— Begin Supplied material —

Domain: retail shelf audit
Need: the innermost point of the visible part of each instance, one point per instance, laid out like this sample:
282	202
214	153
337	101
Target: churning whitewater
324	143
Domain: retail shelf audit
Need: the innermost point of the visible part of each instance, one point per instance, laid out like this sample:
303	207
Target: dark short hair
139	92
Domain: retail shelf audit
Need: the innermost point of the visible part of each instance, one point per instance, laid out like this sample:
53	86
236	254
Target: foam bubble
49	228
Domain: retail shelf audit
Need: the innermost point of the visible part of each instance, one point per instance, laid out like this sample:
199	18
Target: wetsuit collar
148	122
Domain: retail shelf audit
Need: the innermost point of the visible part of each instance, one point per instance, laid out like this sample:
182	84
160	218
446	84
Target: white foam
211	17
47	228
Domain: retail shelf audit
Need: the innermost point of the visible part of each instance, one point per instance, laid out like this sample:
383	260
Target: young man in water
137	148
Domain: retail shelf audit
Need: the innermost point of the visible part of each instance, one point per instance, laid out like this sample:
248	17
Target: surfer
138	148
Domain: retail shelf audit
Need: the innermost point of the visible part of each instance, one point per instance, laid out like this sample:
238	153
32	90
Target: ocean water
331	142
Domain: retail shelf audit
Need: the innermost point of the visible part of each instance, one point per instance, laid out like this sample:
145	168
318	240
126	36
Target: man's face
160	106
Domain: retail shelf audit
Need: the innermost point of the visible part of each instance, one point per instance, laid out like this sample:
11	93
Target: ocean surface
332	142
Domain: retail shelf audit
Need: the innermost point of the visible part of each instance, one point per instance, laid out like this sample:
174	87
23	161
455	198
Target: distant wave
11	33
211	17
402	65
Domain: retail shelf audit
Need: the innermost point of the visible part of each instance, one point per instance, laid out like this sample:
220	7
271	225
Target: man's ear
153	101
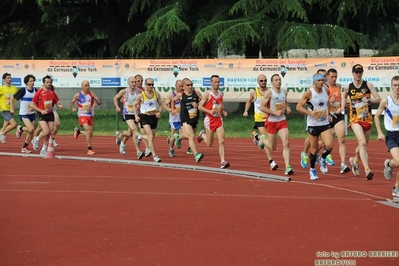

— End Supplied material —

Report how many lines of the entries above contain the string "ocean", treating uppercase and lowercase as different. Give only the number.

Output of the task =>
2